• _WORK INSTRUCTIONS_:
Produce an exact copy of the lines from the line that contains "target: hardwood floor" to the end of the listing below.

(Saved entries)
========

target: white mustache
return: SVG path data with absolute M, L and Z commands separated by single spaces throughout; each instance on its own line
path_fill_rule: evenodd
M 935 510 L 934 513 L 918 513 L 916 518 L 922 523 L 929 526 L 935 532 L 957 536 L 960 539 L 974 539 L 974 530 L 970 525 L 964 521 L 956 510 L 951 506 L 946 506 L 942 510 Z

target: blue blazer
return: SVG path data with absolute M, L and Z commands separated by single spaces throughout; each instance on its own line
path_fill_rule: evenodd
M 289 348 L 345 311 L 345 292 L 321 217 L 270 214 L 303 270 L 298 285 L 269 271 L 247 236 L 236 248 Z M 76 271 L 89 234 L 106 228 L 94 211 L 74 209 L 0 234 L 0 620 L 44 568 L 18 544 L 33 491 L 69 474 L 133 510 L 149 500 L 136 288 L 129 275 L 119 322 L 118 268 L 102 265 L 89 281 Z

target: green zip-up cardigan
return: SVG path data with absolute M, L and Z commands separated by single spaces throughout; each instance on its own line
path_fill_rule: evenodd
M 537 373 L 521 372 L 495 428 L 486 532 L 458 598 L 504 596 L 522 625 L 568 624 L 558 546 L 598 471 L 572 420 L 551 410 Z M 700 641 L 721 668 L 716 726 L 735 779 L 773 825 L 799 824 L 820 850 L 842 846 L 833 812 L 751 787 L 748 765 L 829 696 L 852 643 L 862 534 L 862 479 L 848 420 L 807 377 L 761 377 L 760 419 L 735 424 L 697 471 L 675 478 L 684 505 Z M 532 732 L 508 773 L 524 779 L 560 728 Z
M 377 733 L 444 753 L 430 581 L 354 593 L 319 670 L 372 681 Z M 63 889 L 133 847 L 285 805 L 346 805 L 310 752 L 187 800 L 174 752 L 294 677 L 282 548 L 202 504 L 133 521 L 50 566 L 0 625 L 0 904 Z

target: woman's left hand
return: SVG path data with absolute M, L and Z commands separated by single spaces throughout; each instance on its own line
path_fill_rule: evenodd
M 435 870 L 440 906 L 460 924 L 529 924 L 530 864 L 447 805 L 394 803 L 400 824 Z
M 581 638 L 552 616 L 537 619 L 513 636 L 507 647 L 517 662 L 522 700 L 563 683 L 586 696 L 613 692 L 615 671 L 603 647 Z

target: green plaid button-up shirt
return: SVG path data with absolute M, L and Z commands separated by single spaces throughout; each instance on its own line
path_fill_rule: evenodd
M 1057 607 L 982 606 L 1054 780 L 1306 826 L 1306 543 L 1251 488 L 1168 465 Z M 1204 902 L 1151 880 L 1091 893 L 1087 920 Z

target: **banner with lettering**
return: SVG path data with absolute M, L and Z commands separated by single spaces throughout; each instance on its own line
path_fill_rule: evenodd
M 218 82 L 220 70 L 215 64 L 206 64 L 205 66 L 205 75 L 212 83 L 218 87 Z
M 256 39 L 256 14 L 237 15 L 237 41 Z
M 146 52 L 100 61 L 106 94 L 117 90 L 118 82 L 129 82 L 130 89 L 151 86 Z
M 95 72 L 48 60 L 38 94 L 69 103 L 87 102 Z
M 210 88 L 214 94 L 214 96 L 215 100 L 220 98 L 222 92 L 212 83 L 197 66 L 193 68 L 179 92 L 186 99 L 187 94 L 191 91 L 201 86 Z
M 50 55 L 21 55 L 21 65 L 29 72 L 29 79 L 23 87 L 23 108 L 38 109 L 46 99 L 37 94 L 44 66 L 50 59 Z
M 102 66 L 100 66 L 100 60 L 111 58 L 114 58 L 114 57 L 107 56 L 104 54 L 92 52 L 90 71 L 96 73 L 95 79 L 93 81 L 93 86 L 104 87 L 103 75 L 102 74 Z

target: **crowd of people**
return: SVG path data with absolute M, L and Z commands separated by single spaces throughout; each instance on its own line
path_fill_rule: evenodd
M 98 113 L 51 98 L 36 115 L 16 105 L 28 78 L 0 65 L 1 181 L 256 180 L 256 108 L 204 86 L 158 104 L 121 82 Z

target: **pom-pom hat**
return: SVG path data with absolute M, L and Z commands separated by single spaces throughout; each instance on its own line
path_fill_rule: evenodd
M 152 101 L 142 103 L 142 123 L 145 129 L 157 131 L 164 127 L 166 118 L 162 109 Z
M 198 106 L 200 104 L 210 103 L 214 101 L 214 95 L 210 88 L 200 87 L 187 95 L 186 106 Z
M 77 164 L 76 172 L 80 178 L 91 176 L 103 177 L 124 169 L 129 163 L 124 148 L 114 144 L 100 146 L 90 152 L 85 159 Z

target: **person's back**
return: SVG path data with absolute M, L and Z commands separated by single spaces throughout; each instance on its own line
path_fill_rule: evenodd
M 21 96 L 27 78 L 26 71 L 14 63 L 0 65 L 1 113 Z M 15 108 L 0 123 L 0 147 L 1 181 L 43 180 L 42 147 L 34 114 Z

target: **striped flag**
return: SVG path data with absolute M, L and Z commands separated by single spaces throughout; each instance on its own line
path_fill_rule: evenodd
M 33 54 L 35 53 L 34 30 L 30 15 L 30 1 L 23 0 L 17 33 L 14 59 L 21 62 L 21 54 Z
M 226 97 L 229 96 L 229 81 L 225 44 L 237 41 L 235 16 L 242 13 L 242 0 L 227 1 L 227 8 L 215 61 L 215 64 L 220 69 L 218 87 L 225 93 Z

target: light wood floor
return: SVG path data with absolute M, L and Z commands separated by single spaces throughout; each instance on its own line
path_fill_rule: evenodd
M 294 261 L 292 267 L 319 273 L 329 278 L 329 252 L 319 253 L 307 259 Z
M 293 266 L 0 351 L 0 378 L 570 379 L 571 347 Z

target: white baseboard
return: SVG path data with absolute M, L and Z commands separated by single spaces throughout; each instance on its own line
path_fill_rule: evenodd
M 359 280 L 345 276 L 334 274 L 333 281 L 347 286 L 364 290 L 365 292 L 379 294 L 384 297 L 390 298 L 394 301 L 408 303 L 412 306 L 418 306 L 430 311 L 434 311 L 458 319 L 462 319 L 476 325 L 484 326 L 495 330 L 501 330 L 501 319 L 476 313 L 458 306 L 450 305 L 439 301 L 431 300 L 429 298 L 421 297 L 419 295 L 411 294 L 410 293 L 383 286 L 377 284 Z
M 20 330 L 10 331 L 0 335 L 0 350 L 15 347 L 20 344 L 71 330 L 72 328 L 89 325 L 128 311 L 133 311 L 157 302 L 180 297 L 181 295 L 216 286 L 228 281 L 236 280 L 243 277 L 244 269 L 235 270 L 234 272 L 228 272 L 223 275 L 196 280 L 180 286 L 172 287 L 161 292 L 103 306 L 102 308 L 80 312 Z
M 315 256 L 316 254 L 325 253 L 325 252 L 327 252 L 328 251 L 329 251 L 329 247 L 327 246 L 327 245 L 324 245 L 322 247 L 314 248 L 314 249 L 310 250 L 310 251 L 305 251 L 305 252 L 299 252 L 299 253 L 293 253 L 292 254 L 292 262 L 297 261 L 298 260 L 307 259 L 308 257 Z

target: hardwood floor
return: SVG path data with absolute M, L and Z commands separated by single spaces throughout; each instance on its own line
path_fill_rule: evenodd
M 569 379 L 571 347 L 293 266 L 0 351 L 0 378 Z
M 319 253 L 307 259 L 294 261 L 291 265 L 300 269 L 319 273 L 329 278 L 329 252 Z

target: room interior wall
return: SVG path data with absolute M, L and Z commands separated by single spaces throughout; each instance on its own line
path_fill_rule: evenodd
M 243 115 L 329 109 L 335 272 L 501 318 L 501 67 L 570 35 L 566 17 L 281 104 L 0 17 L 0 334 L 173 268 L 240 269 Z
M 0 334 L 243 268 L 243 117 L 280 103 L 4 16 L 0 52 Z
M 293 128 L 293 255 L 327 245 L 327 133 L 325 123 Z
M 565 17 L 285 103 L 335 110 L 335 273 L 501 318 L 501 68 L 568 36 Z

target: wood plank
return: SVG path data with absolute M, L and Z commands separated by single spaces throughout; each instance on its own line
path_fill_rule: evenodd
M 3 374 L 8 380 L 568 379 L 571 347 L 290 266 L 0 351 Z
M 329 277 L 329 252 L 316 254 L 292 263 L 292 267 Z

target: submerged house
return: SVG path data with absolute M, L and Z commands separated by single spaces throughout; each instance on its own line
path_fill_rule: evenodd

========

• _EXERCISE RESULT_:
target: hardwood floor
return: SVG path data with absolute M, L and Z commands separated by single spaces throughout; each instance on its own line
path_fill_rule: evenodd
M 569 379 L 571 347 L 293 266 L 0 351 L 0 378 Z
M 319 253 L 307 259 L 294 261 L 291 265 L 300 269 L 319 273 L 329 278 L 329 252 Z

target: room interior wall
return: SVG path data with absolute M, L and Z commands separated by single spaces throughout; each instance on its own line
path_fill_rule: evenodd
M 243 115 L 329 109 L 335 272 L 501 318 L 501 67 L 570 35 L 566 17 L 281 104 L 0 17 L 0 334 L 173 268 L 240 269 Z
M 0 334 L 243 268 L 243 117 L 280 103 L 4 16 L 0 52 Z
M 293 128 L 293 255 L 327 245 L 327 133 L 325 123 Z
M 565 17 L 285 103 L 335 110 L 335 273 L 501 318 L 501 68 L 568 36 Z

target: wood plank
return: SVG path data with absolute M, L and Z commands separated by single spaces throughout; each instance on its own line
path_fill_rule: evenodd
M 3 374 L 8 380 L 568 379 L 571 347 L 290 266 L 0 351 Z
M 329 277 L 329 252 L 316 254 L 292 263 L 292 267 Z

target: submerged house
return: SVG path data with absolute M, L and Z commands separated by single spaces throughout; each instance on its own line
path_fill_rule: evenodd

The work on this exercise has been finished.